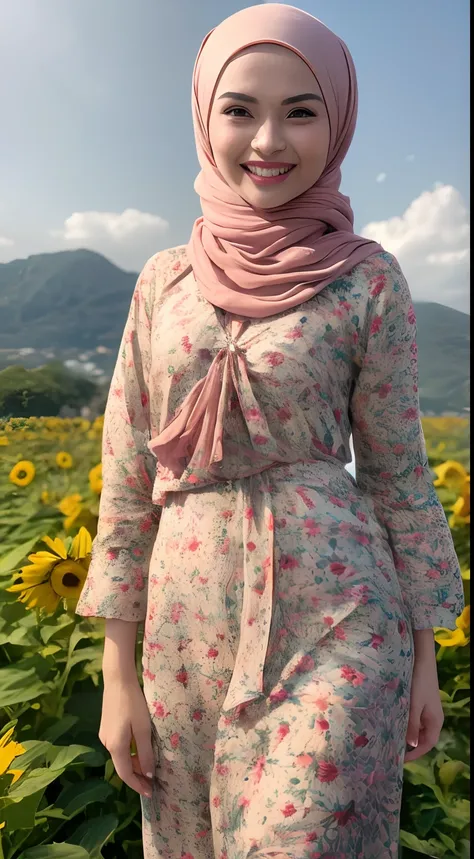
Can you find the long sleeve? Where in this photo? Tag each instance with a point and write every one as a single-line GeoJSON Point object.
{"type": "Point", "coordinates": [116, 585]}
{"type": "Point", "coordinates": [391, 460]}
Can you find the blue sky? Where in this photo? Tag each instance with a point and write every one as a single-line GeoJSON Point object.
{"type": "Point", "coordinates": [96, 110]}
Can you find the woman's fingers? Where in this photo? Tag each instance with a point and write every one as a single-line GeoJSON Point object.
{"type": "Point", "coordinates": [124, 767]}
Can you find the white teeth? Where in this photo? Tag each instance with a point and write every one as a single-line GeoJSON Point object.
{"type": "Point", "coordinates": [276, 172]}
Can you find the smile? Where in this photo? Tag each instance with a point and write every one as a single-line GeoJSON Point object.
{"type": "Point", "coordinates": [268, 175]}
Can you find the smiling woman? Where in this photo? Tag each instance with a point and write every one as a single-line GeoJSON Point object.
{"type": "Point", "coordinates": [251, 144]}
{"type": "Point", "coordinates": [288, 651]}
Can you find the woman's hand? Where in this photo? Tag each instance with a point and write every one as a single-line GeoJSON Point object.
{"type": "Point", "coordinates": [125, 713]}
{"type": "Point", "coordinates": [125, 716]}
{"type": "Point", "coordinates": [426, 713]}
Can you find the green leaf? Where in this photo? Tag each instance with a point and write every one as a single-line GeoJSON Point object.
{"type": "Point", "coordinates": [93, 834]}
{"type": "Point", "coordinates": [59, 728]}
{"type": "Point", "coordinates": [427, 848]}
{"type": "Point", "coordinates": [55, 851]}
{"type": "Point", "coordinates": [16, 556]}
{"type": "Point", "coordinates": [21, 815]}
{"type": "Point", "coordinates": [75, 797]}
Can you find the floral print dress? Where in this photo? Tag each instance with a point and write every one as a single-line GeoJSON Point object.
{"type": "Point", "coordinates": [279, 594]}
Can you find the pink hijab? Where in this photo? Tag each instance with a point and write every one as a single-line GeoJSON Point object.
{"type": "Point", "coordinates": [258, 262]}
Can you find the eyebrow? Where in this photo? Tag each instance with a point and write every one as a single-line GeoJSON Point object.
{"type": "Point", "coordinates": [305, 96]}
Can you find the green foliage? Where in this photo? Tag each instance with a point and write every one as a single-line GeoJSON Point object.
{"type": "Point", "coordinates": [60, 797]}
{"type": "Point", "coordinates": [42, 391]}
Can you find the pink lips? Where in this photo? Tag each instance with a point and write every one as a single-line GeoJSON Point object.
{"type": "Point", "coordinates": [267, 165]}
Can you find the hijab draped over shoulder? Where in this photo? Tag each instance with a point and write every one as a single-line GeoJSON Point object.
{"type": "Point", "coordinates": [259, 262]}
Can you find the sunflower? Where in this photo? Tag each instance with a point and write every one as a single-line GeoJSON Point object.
{"type": "Point", "coordinates": [455, 637]}
{"type": "Point", "coordinates": [71, 508]}
{"type": "Point", "coordinates": [9, 750]}
{"type": "Point", "coordinates": [22, 473]}
{"type": "Point", "coordinates": [54, 575]}
{"type": "Point", "coordinates": [450, 474]}
{"type": "Point", "coordinates": [95, 478]}
{"type": "Point", "coordinates": [462, 507]}
{"type": "Point", "coordinates": [64, 460]}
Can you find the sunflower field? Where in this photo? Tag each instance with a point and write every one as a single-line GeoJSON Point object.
{"type": "Point", "coordinates": [59, 794]}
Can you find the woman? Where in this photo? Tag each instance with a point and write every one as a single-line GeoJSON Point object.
{"type": "Point", "coordinates": [288, 609]}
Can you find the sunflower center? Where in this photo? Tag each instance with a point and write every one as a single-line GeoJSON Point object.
{"type": "Point", "coordinates": [70, 580]}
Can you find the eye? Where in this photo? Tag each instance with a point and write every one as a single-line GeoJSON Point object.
{"type": "Point", "coordinates": [304, 110]}
{"type": "Point", "coordinates": [230, 111]}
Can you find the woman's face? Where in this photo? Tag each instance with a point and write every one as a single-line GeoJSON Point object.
{"type": "Point", "coordinates": [250, 122]}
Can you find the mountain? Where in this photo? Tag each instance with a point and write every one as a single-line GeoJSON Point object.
{"type": "Point", "coordinates": [73, 304]}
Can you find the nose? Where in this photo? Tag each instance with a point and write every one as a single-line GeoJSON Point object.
{"type": "Point", "coordinates": [269, 139]}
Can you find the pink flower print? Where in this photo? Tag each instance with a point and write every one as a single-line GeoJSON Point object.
{"type": "Point", "coordinates": [193, 544]}
{"type": "Point", "coordinates": [222, 769]}
{"type": "Point", "coordinates": [182, 677]}
{"type": "Point", "coordinates": [294, 333]}
{"type": "Point", "coordinates": [304, 761]}
{"type": "Point", "coordinates": [185, 343]}
{"type": "Point", "coordinates": [258, 769]}
{"type": "Point", "coordinates": [288, 562]}
{"type": "Point", "coordinates": [253, 414]}
{"type": "Point", "coordinates": [327, 771]}
{"type": "Point", "coordinates": [301, 491]}
{"type": "Point", "coordinates": [306, 663]}
{"type": "Point", "coordinates": [176, 611]}
{"type": "Point", "coordinates": [225, 546]}
{"type": "Point", "coordinates": [283, 731]}
{"type": "Point", "coordinates": [275, 358]}
{"type": "Point", "coordinates": [279, 696]}
{"type": "Point", "coordinates": [159, 710]}
{"type": "Point", "coordinates": [343, 817]}
{"type": "Point", "coordinates": [411, 414]}
{"type": "Point", "coordinates": [384, 390]}
{"type": "Point", "coordinates": [379, 285]}
{"type": "Point", "coordinates": [284, 414]}
{"type": "Point", "coordinates": [376, 325]}
{"type": "Point", "coordinates": [312, 528]}
{"type": "Point", "coordinates": [337, 569]}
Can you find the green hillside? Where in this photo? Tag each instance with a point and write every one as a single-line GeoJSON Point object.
{"type": "Point", "coordinates": [62, 305]}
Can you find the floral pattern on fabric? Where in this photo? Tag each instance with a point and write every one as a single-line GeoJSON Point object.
{"type": "Point", "coordinates": [278, 593]}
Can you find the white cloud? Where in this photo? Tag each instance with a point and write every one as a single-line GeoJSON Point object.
{"type": "Point", "coordinates": [431, 241]}
{"type": "Point", "coordinates": [127, 237]}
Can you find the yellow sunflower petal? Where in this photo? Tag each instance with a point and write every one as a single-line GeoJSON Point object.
{"type": "Point", "coordinates": [57, 546]}
{"type": "Point", "coordinates": [464, 620]}
{"type": "Point", "coordinates": [450, 637]}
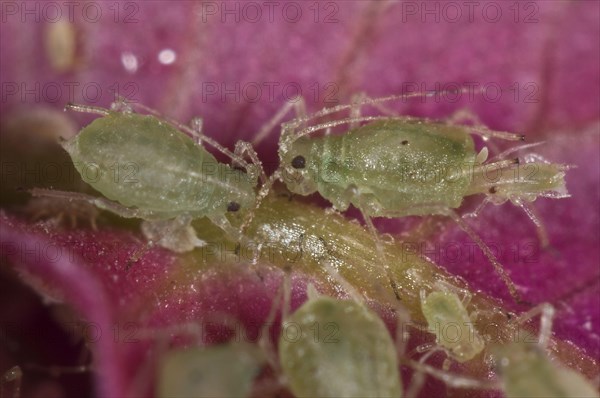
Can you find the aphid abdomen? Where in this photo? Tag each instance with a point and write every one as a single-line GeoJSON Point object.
{"type": "Point", "coordinates": [338, 348]}
{"type": "Point", "coordinates": [143, 162]}
{"type": "Point", "coordinates": [401, 165]}
{"type": "Point", "coordinates": [449, 320]}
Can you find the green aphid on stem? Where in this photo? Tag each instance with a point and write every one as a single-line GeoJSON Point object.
{"type": "Point", "coordinates": [148, 168]}
{"type": "Point", "coordinates": [337, 348]}
{"type": "Point", "coordinates": [396, 166]}
{"type": "Point", "coordinates": [225, 370]}
{"type": "Point", "coordinates": [448, 319]}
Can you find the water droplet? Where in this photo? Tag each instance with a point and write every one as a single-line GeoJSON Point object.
{"type": "Point", "coordinates": [167, 56]}
{"type": "Point", "coordinates": [129, 62]}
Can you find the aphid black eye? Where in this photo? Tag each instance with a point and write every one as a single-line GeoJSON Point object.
{"type": "Point", "coordinates": [298, 162]}
{"type": "Point", "coordinates": [233, 206]}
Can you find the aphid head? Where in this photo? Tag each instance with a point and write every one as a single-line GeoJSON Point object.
{"type": "Point", "coordinates": [299, 168]}
{"type": "Point", "coordinates": [468, 348]}
{"type": "Point", "coordinates": [239, 195]}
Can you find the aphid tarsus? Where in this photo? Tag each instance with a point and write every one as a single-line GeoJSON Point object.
{"type": "Point", "coordinates": [403, 166]}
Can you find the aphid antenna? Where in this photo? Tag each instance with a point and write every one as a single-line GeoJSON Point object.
{"type": "Point", "coordinates": [372, 101]}
{"type": "Point", "coordinates": [260, 196]}
{"type": "Point", "coordinates": [512, 150]}
{"type": "Point", "coordinates": [86, 109]}
{"type": "Point", "coordinates": [451, 379]}
{"type": "Point", "coordinates": [335, 275]}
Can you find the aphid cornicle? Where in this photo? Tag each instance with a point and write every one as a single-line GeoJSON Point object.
{"type": "Point", "coordinates": [156, 172]}
{"type": "Point", "coordinates": [396, 166]}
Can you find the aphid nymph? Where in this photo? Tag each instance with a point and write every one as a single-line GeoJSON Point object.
{"type": "Point", "coordinates": [452, 325]}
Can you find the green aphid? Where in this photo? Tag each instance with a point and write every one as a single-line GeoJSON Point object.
{"type": "Point", "coordinates": [226, 370]}
{"type": "Point", "coordinates": [338, 348]}
{"type": "Point", "coordinates": [148, 168]}
{"type": "Point", "coordinates": [396, 166]}
{"type": "Point", "coordinates": [452, 325]}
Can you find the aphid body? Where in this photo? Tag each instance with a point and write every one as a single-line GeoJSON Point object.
{"type": "Point", "coordinates": [226, 370]}
{"type": "Point", "coordinates": [526, 370]}
{"type": "Point", "coordinates": [338, 348]}
{"type": "Point", "coordinates": [146, 167]}
{"type": "Point", "coordinates": [448, 318]}
{"type": "Point", "coordinates": [396, 168]}
{"type": "Point", "coordinates": [383, 167]}
{"type": "Point", "coordinates": [143, 162]}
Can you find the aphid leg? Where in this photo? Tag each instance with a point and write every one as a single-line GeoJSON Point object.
{"type": "Point", "coordinates": [57, 209]}
{"type": "Point", "coordinates": [369, 101]}
{"type": "Point", "coordinates": [361, 99]}
{"type": "Point", "coordinates": [418, 377]}
{"type": "Point", "coordinates": [101, 203]}
{"type": "Point", "coordinates": [243, 147]}
{"type": "Point", "coordinates": [442, 210]}
{"type": "Point", "coordinates": [529, 209]}
{"type": "Point", "coordinates": [478, 209]}
{"type": "Point", "coordinates": [335, 275]}
{"type": "Point", "coordinates": [479, 128]}
{"type": "Point", "coordinates": [87, 109]}
{"type": "Point", "coordinates": [451, 379]}
{"type": "Point", "coordinates": [13, 375]}
{"type": "Point", "coordinates": [299, 106]}
{"type": "Point", "coordinates": [546, 312]}
{"type": "Point", "coordinates": [265, 343]}
{"type": "Point", "coordinates": [381, 253]}
{"type": "Point", "coordinates": [233, 233]}
{"type": "Point", "coordinates": [262, 193]}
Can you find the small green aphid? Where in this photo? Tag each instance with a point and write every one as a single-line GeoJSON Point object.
{"type": "Point", "coordinates": [396, 166]}
{"type": "Point", "coordinates": [452, 325]}
{"type": "Point", "coordinates": [525, 369]}
{"type": "Point", "coordinates": [226, 370]}
{"type": "Point", "coordinates": [148, 168]}
{"type": "Point", "coordinates": [338, 348]}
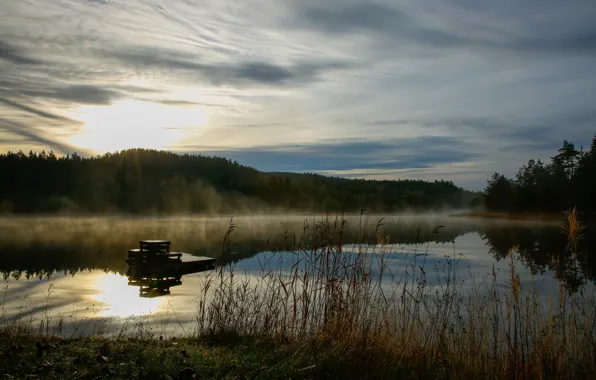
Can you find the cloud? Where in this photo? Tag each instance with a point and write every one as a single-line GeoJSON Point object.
{"type": "Point", "coordinates": [240, 73]}
{"type": "Point", "coordinates": [40, 113]}
{"type": "Point", "coordinates": [421, 152]}
{"type": "Point", "coordinates": [426, 89]}
{"type": "Point", "coordinates": [14, 55]}
{"type": "Point", "coordinates": [398, 27]}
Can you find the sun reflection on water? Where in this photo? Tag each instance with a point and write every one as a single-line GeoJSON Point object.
{"type": "Point", "coordinates": [118, 299]}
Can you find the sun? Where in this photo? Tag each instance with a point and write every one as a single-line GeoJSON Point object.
{"type": "Point", "coordinates": [135, 124]}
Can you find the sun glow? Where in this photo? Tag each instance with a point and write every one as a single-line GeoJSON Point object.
{"type": "Point", "coordinates": [118, 299]}
{"type": "Point", "coordinates": [135, 124]}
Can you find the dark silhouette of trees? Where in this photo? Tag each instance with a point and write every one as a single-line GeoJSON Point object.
{"type": "Point", "coordinates": [569, 180]}
{"type": "Point", "coordinates": [150, 181]}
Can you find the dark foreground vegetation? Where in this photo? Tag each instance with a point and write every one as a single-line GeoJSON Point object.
{"type": "Point", "coordinates": [569, 180]}
{"type": "Point", "coordinates": [338, 312]}
{"type": "Point", "coordinates": [144, 181]}
{"type": "Point", "coordinates": [216, 357]}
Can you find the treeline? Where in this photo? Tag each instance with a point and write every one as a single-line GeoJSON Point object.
{"type": "Point", "coordinates": [146, 181]}
{"type": "Point", "coordinates": [569, 180]}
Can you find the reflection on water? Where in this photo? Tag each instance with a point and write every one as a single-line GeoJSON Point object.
{"type": "Point", "coordinates": [84, 259]}
{"type": "Point", "coordinates": [116, 299]}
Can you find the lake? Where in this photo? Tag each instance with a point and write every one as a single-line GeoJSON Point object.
{"type": "Point", "coordinates": [69, 275]}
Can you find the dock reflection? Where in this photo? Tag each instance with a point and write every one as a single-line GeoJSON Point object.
{"type": "Point", "coordinates": [154, 269]}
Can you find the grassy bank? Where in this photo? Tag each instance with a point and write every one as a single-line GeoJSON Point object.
{"type": "Point", "coordinates": [338, 311]}
{"type": "Point", "coordinates": [207, 358]}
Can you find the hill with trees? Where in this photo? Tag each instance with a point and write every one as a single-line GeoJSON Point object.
{"type": "Point", "coordinates": [151, 181]}
{"type": "Point", "coordinates": [569, 180]}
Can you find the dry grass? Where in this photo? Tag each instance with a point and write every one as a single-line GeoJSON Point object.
{"type": "Point", "coordinates": [344, 302]}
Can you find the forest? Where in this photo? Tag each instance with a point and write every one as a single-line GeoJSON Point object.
{"type": "Point", "coordinates": [150, 181]}
{"type": "Point", "coordinates": [568, 180]}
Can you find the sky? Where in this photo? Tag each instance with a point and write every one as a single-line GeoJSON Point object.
{"type": "Point", "coordinates": [449, 89]}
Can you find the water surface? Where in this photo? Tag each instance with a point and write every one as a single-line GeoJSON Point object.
{"type": "Point", "coordinates": [74, 270]}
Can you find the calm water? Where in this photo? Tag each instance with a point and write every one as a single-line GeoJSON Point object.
{"type": "Point", "coordinates": [74, 268]}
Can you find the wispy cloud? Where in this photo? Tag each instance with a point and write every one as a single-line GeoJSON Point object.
{"type": "Point", "coordinates": [421, 89]}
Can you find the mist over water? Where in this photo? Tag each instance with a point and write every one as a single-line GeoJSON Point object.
{"type": "Point", "coordinates": [74, 268]}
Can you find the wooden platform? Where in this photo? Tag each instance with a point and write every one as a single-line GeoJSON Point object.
{"type": "Point", "coordinates": [182, 265]}
{"type": "Point", "coordinates": [154, 269]}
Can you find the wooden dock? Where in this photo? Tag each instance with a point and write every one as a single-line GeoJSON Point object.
{"type": "Point", "coordinates": [154, 269]}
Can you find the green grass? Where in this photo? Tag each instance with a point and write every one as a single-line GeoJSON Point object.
{"type": "Point", "coordinates": [214, 358]}
{"type": "Point", "coordinates": [332, 316]}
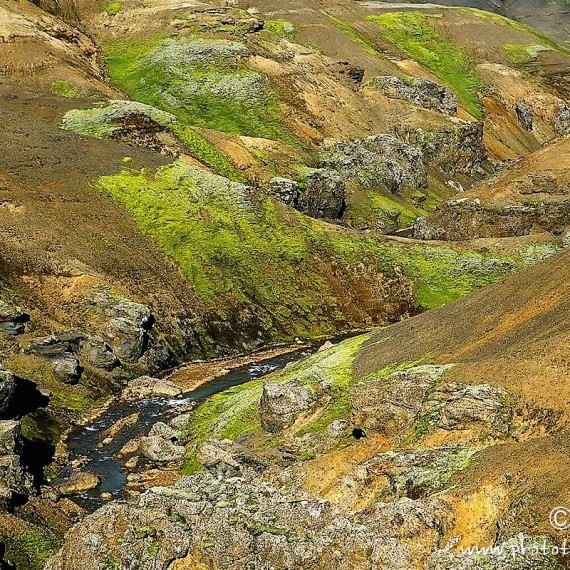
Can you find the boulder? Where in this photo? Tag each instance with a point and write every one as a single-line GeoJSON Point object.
{"type": "Point", "coordinates": [281, 404]}
{"type": "Point", "coordinates": [12, 319]}
{"type": "Point", "coordinates": [161, 451]}
{"type": "Point", "coordinates": [7, 387]}
{"type": "Point", "coordinates": [13, 477]}
{"type": "Point", "coordinates": [146, 387]}
{"type": "Point", "coordinates": [455, 149]}
{"type": "Point", "coordinates": [524, 114]}
{"type": "Point", "coordinates": [322, 193]}
{"type": "Point", "coordinates": [98, 353]}
{"type": "Point", "coordinates": [67, 369]}
{"type": "Point", "coordinates": [79, 483]}
{"type": "Point", "coordinates": [377, 161]}
{"type": "Point", "coordinates": [418, 91]}
{"type": "Point", "coordinates": [284, 189]}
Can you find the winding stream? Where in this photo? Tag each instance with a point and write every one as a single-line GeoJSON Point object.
{"type": "Point", "coordinates": [83, 441]}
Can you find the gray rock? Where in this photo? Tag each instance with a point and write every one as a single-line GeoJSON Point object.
{"type": "Point", "coordinates": [13, 478]}
{"type": "Point", "coordinates": [12, 319]}
{"type": "Point", "coordinates": [161, 451]}
{"type": "Point", "coordinates": [377, 161]}
{"type": "Point", "coordinates": [420, 92]}
{"type": "Point", "coordinates": [147, 387]}
{"type": "Point", "coordinates": [457, 148]}
{"type": "Point", "coordinates": [524, 114]}
{"type": "Point", "coordinates": [281, 404]}
{"type": "Point", "coordinates": [79, 482]}
{"type": "Point", "coordinates": [98, 353]}
{"type": "Point", "coordinates": [67, 369]}
{"type": "Point", "coordinates": [285, 189]}
{"type": "Point", "coordinates": [322, 193]}
{"type": "Point", "coordinates": [127, 327]}
{"type": "Point", "coordinates": [7, 387]}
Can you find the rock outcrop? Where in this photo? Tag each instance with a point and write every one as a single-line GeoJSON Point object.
{"type": "Point", "coordinates": [377, 161]}
{"type": "Point", "coordinates": [419, 91]}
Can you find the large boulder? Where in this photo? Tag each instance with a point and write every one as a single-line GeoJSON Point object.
{"type": "Point", "coordinates": [146, 387]}
{"type": "Point", "coordinates": [13, 477]}
{"type": "Point", "coordinates": [457, 148]}
{"type": "Point", "coordinates": [281, 404]}
{"type": "Point", "coordinates": [322, 193]}
{"type": "Point", "coordinates": [377, 161]}
{"type": "Point", "coordinates": [419, 91]}
{"type": "Point", "coordinates": [7, 387]}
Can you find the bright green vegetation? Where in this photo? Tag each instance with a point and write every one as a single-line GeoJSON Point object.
{"type": "Point", "coordinates": [354, 35]}
{"type": "Point", "coordinates": [281, 28]}
{"type": "Point", "coordinates": [33, 547]}
{"type": "Point", "coordinates": [113, 8]}
{"type": "Point", "coordinates": [413, 33]}
{"type": "Point", "coordinates": [243, 250]}
{"type": "Point", "coordinates": [66, 89]}
{"type": "Point", "coordinates": [204, 83]}
{"type": "Point", "coordinates": [106, 121]}
{"type": "Point", "coordinates": [233, 413]}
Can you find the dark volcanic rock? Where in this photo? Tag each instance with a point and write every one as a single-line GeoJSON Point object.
{"type": "Point", "coordinates": [12, 319]}
{"type": "Point", "coordinates": [321, 193]}
{"type": "Point", "coordinates": [373, 162]}
{"type": "Point", "coordinates": [420, 92]}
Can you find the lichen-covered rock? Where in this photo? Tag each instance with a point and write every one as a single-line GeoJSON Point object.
{"type": "Point", "coordinates": [455, 149]}
{"type": "Point", "coordinates": [79, 482]}
{"type": "Point", "coordinates": [98, 353]}
{"type": "Point", "coordinates": [162, 445]}
{"type": "Point", "coordinates": [377, 161]}
{"type": "Point", "coordinates": [12, 319]}
{"type": "Point", "coordinates": [210, 522]}
{"type": "Point", "coordinates": [281, 404]}
{"type": "Point", "coordinates": [67, 369]}
{"type": "Point", "coordinates": [147, 387]}
{"type": "Point", "coordinates": [416, 401]}
{"type": "Point", "coordinates": [525, 115]}
{"type": "Point", "coordinates": [419, 91]}
{"type": "Point", "coordinates": [13, 477]}
{"type": "Point", "coordinates": [285, 189]}
{"type": "Point", "coordinates": [322, 193]}
{"type": "Point", "coordinates": [7, 387]}
{"type": "Point", "coordinates": [128, 326]}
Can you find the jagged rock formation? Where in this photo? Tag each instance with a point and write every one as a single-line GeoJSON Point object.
{"type": "Point", "coordinates": [419, 91]}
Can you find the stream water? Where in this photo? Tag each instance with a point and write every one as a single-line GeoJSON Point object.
{"type": "Point", "coordinates": [83, 441]}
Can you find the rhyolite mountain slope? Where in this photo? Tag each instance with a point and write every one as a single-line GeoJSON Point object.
{"type": "Point", "coordinates": [188, 180]}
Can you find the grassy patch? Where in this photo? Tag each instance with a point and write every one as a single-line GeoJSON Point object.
{"type": "Point", "coordinates": [204, 83]}
{"type": "Point", "coordinates": [33, 547]}
{"type": "Point", "coordinates": [412, 33]}
{"type": "Point", "coordinates": [281, 27]}
{"type": "Point", "coordinates": [243, 250]}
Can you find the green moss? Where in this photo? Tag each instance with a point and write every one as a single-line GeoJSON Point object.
{"type": "Point", "coordinates": [33, 547]}
{"type": "Point", "coordinates": [113, 8]}
{"type": "Point", "coordinates": [281, 28]}
{"type": "Point", "coordinates": [205, 83]}
{"type": "Point", "coordinates": [354, 35]}
{"type": "Point", "coordinates": [413, 33]}
{"type": "Point", "coordinates": [66, 89]}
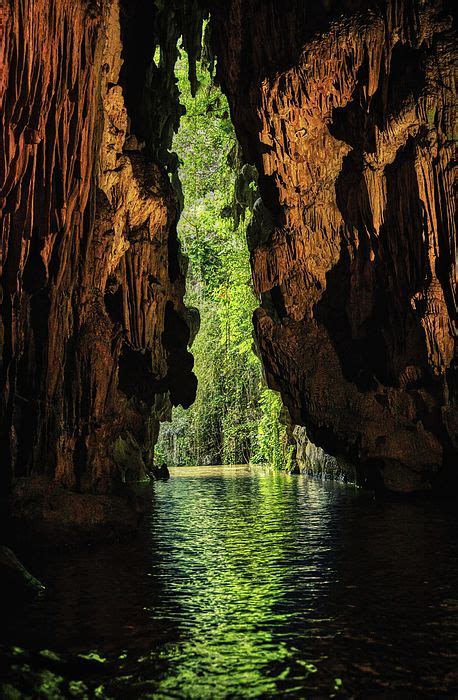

Prompt: Please list only the lines of the data above that contain the string "floral", treating uppercase and lowercase letters as different.

Final answer:
Can you find the floral print dress? Where in this photo? Tag each instance with a point and write every one as a single-line GeoJSON Point object.
Can you find the floral pattern on fabric? Where in this photo? Tag each instance with a point and write every one as a single-line GeoJSON Point object.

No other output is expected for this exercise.